- [Directive a] In the comment thread, switch "subscribers" to "viewers" and write out the passage that begins at the words "Much appreciated. 🔥" and stops after "fixed point theorem.".

- [Text section]
start

Wow. This video appeared in my feed and I browsed the channel. I m really elated to see something like this made by someone so passionate.
Much appreciated. 🔥
I'll tell about this channel to my friends as well.
Such a gem should get more subscribers.
Thanks so much!
This video is providing a great demonstration of the Banach fixed point theorem.
But the video didn't emphasize on, how immensely important this theorem truly is.
But to be also honest, I for myself simply cannot stretch enough, how immensely important the Banach fixed point theorem really is.
From this theorem basically follows the theorems for inverse functions, the existence and uniqueness of differential equations and basically any numerical approximations and alternative methods like finding the roots of a function with the Newton-method.
So basically, what I'm getting at, that ALL modern and current science is basically reliant on the results from this theorem and what it can provide and has already provided.
I like how intuitive the answer cos(x) = x is when you think about it (if you assume that the sequence does in fact converge). Because whatever number x it converges to, it must be true that applying cos to x one more time will give you back x - if it gave you anything else, then evidently the sequence doesn't converge to x, but to this other number. So it must be true that cos of the answer is equal to the answer itself --> cos(x) = x.
f(x) = cos(ln(x)!) Does not converge under repeated applications. It starts to, gets to about the 6th decimal place uniformly decreasing, then starts bouncing back up... then slowly eases back down, and bounces back up. The closer it gets to converging the farther up it bounces.
f(x) = 2 + x - arctan x, satisfies the definition of a contraction in the video, but doesn't have a fixed point. (See wiki for definition of a contraction.) Great video though! Nice explanation of the spiral geometric view!

end

- [Directive b] Identify each line of the listing below that holds the word "beige", and copy those lines.

- [Raw data]
start

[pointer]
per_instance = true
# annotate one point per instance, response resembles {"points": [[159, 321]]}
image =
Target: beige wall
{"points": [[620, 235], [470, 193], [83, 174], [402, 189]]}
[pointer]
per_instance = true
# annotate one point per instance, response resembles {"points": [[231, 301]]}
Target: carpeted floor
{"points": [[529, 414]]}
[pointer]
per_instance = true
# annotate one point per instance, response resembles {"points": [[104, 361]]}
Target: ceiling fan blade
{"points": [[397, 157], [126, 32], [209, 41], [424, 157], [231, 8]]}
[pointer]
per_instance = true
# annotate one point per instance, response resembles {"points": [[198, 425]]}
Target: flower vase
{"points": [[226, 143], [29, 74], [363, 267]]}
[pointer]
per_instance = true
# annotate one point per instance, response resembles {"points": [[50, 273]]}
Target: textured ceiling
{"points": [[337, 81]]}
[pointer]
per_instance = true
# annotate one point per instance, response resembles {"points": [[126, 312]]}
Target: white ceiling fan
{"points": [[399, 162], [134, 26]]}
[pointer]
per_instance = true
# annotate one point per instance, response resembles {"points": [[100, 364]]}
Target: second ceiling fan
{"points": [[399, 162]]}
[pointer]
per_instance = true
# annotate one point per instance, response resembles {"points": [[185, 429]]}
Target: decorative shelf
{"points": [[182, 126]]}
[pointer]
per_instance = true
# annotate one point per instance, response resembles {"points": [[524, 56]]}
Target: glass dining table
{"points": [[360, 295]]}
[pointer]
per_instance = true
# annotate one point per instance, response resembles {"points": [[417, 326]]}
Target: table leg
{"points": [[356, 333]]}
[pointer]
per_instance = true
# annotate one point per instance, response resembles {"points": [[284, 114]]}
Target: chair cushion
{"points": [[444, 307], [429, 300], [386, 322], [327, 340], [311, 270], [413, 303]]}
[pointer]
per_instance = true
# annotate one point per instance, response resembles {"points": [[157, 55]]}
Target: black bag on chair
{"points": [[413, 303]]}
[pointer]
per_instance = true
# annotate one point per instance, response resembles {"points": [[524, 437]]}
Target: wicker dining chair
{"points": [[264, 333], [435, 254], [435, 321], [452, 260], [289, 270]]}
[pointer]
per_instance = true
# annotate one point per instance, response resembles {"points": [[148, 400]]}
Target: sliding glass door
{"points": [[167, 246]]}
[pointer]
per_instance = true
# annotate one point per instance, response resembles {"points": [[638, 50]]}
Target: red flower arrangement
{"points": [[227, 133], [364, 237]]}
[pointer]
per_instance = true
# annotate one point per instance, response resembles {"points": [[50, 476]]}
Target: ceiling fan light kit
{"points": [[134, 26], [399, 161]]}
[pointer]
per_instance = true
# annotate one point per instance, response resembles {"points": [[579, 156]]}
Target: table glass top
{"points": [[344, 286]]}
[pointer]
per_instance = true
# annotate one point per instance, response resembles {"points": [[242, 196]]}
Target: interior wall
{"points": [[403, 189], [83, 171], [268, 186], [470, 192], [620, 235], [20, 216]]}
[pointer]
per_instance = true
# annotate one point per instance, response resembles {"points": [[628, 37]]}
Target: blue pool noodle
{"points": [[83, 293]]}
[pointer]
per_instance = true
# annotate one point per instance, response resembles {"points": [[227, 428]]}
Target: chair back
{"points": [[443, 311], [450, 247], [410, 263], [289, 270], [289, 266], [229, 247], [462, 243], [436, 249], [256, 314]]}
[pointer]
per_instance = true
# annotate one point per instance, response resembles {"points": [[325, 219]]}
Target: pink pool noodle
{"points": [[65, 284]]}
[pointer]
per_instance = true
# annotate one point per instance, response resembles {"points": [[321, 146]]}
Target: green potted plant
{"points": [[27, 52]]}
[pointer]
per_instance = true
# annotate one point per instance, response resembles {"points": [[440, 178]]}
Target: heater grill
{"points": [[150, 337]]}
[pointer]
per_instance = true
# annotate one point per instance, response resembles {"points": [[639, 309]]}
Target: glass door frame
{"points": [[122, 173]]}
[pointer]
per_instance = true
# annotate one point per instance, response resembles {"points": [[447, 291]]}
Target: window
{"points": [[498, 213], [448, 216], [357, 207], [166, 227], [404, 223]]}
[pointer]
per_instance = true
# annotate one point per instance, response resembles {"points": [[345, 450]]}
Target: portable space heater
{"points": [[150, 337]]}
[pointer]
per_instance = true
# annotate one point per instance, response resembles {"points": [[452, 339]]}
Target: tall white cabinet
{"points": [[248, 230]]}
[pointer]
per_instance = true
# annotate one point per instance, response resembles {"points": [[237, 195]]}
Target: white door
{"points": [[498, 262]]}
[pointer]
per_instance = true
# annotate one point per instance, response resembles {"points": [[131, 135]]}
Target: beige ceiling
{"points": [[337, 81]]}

end

- [Correct answer a]
Much appreciated. 🔥
I'll tell about this channel to my friends as well.
Such a gem should get more viewers.
Thanks so much!
This video is providing a great demonstration of the Banach fixed point theorem.

- [Correct answer b]
Target: beige wall
Target: beige ceiling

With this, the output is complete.